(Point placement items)
___

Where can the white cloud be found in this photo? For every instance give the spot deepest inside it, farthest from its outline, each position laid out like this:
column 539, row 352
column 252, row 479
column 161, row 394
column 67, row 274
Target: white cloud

___

(Exercise instructions) Rewrite the items above, putting "x" wherever "column" appears and leaving everything else the same.

(Problem solution)
Where can the white cloud be found in this photo? For every instance give the spot deepest inside it, farthest from its outline, each position laid out like this:
x 539, row 352
x 252, row 479
x 161, row 394
x 67, row 274
Target: white cloud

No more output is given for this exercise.